Given exercise A => In the entries, edit the lines from the one containing "# Provide the mask of every instance of the wooden" to the one containing "--target=wooden cabinet": replace "cabinet" with "cupboard" and leave everything else unchanged.

Document section =>
________________________

Matthew Halsall is a composer, trumpeter, producer, and the founder of Gondwana Records, one of the most interesting modern UK labels in the spiritual jazz/new age/neo classical bracket (you can read Paradise Cinema’s review elsewhere on this site, and check out this stunning recent live performance by pianist Hania Rani). A real busy, multi talented man indeed, who spent much of the last decade reinterpreting 70s spiritual jazz for the 21st century.
In seven immersive compositions, whose titles directly evoke the transcendental mood of the album (‘Harmony with Nature’, ‘Canopy & Stars’, ‘Mindfullness Meditations’, ‘The Energy of Life’), Halsall and his new band (picked from the next generation of Mancunian musicians) unhurriedly explore the humid sounds of the tropics.
“I feel Salute to the Sun is a positive earthy album. I wanted to create something playful but also quite primitive, earthy and organic that connected to the sounds in nature. I was listening to lush ambient field recordings of tropical environments such as jungles and rainforests and found myself drawn to percussive atmospheric sounds which replicated what I was hearing (bells / shakers / chimes / rain sticks) and I started to experiment with more wooden percussive instruments such as kalimba and marimba”

________________________

Task input =>
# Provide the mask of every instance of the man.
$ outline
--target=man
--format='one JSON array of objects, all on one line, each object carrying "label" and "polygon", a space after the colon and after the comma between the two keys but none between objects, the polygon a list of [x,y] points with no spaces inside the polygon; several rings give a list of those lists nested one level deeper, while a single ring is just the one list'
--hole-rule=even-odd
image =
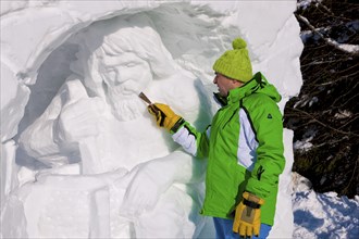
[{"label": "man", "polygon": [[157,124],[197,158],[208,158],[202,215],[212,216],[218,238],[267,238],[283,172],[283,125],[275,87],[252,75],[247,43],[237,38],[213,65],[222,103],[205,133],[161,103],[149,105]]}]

________________________

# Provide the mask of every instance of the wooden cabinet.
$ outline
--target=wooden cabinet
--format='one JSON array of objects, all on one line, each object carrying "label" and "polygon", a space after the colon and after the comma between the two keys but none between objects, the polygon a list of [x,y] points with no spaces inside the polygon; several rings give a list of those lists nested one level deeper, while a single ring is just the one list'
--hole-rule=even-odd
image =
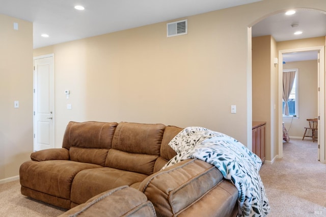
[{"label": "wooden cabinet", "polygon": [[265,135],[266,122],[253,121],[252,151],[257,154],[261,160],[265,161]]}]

________________________

Given exercise B => List the composition titles that the review of the Matthew Halsall album quotes.

Exercise result A =>
# Provide the mask of every instance of the wooden cupboard.
$ outline
--target=wooden cupboard

Exercise result B =>
- Harmony with Nature
- Canopy & Stars
- Mindfullness Meditations
- The Energy of Life